WHAT IS NEEDED:
Using the entries below, return word for word the lines from the one containing "Expected: one point per instance of the young" up to and including the last.

INPUT MATERIAL:
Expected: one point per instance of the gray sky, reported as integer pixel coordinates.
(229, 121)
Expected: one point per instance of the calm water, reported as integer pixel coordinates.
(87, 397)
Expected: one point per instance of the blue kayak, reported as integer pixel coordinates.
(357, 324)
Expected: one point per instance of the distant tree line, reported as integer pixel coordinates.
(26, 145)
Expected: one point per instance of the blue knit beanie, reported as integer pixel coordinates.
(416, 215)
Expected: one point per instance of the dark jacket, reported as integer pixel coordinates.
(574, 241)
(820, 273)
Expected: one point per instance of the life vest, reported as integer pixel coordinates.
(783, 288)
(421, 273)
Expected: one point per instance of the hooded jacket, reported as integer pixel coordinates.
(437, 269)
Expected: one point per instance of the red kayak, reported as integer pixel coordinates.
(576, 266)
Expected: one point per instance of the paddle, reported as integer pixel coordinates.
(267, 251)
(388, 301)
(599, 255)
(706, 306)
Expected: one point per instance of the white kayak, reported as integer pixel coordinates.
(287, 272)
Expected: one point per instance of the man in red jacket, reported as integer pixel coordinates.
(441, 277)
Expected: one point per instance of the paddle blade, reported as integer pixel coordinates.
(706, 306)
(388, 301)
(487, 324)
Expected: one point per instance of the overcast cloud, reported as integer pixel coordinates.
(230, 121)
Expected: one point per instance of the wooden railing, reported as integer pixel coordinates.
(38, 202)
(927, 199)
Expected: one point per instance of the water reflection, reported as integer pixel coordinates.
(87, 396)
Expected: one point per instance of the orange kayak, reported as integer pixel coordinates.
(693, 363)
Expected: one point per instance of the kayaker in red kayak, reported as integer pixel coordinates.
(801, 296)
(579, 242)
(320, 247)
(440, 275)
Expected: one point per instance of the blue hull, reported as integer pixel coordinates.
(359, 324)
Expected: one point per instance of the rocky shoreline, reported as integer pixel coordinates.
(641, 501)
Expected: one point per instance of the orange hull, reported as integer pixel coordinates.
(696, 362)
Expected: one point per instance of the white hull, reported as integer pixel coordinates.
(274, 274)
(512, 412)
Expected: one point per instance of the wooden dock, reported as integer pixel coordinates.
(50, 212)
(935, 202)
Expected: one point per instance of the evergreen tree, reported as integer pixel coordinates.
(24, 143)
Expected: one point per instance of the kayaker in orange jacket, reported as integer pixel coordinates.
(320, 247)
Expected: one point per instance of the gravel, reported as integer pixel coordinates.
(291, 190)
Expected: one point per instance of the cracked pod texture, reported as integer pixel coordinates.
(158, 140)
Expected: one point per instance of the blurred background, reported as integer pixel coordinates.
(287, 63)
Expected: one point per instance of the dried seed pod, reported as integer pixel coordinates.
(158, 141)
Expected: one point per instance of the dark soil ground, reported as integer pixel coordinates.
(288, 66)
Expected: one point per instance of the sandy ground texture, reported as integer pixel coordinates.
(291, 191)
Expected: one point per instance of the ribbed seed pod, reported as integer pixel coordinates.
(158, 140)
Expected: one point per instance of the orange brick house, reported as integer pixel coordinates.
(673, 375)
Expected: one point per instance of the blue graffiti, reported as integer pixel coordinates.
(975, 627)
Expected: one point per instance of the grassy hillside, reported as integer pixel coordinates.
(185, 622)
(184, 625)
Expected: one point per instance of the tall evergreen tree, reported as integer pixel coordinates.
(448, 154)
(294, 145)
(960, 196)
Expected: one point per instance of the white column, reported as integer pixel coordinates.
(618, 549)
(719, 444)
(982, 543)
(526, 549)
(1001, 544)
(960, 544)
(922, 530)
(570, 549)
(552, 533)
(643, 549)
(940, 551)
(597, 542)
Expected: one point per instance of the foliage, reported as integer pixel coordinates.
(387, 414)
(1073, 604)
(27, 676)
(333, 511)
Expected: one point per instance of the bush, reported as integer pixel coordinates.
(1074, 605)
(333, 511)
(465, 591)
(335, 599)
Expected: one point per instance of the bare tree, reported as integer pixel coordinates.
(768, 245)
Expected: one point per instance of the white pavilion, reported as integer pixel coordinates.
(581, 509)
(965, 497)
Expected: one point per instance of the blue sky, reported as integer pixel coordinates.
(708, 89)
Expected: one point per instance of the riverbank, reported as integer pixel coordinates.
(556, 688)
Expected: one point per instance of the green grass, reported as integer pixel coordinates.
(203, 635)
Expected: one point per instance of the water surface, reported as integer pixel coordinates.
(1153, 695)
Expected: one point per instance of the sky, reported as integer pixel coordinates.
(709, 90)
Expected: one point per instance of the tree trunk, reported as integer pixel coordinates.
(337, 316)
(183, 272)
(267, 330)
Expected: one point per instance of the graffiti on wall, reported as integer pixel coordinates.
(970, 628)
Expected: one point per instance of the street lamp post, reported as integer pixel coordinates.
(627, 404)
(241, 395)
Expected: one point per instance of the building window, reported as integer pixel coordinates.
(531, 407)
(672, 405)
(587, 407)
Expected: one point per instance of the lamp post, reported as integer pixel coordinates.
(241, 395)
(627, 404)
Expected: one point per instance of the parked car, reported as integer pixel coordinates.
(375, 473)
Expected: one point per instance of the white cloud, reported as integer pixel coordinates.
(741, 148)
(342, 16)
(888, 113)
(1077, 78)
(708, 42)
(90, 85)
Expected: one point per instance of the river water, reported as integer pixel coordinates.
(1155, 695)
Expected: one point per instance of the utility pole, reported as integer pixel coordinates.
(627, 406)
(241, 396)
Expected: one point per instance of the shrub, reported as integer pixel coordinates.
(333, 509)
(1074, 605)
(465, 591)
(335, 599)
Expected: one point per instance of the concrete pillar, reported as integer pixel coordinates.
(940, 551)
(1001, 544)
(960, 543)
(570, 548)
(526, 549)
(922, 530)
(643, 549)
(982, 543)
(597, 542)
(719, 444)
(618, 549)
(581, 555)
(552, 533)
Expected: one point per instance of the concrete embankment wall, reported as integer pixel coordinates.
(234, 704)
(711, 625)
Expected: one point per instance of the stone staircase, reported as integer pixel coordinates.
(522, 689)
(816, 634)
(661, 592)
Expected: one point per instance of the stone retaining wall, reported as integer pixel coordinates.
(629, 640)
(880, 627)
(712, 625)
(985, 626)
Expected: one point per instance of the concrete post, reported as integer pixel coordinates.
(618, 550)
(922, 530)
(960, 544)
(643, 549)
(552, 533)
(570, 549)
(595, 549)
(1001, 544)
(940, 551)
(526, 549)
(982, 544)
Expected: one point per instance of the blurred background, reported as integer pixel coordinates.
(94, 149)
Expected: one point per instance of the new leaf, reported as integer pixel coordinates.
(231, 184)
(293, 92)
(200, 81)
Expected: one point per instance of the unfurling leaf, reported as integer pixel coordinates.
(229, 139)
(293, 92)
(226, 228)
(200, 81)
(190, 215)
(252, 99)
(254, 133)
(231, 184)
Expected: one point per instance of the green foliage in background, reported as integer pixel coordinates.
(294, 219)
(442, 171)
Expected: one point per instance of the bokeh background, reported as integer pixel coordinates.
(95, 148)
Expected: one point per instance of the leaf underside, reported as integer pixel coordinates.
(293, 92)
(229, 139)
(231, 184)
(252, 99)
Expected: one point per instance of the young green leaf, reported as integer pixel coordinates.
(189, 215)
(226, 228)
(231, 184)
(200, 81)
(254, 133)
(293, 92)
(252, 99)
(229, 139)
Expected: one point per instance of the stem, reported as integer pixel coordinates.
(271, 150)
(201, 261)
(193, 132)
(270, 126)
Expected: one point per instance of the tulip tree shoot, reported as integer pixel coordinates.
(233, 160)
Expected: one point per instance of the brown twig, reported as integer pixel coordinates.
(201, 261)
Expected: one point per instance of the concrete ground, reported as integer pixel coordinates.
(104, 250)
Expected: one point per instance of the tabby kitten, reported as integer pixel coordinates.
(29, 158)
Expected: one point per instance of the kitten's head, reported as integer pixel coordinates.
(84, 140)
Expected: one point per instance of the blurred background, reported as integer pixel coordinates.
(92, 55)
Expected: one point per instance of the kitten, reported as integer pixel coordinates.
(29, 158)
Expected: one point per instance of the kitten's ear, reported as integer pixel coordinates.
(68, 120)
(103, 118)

ANSWER IN FULL:
Expected: one point per instance of the young green leaf, reported as integer pixel coordinates.
(189, 215)
(226, 228)
(231, 184)
(200, 81)
(254, 133)
(293, 92)
(252, 99)
(229, 139)
Expected: one point per instance of the stem, reported as integer pixel coordinates.
(271, 150)
(201, 261)
(193, 132)
(270, 126)
Expected: one point per instance of the tulip tree shoot, reported as integer pixel coordinates.
(233, 160)
Expected: one point per instance of the brown twig, reported as integer pixel coordinates.
(201, 261)
Expected: one point per instance of the concrete ground, reported as integer pixel coordinates.
(104, 250)
Expected: one point per instance of the tabby kitten, reported as integer pixel coordinates.
(29, 158)
Expected: one point per instance of the kitten's head, reported as integer pixel coordinates.
(84, 140)
Expected: one point per instance of the blurred background, reported as integer pixel coordinates.
(92, 55)
Expected: one point per instance of the kitten, reported as integer pixel coordinates.
(29, 158)
Expected: one point per instance of the kitten's ear, reported as integer pixel coordinates.
(68, 120)
(103, 118)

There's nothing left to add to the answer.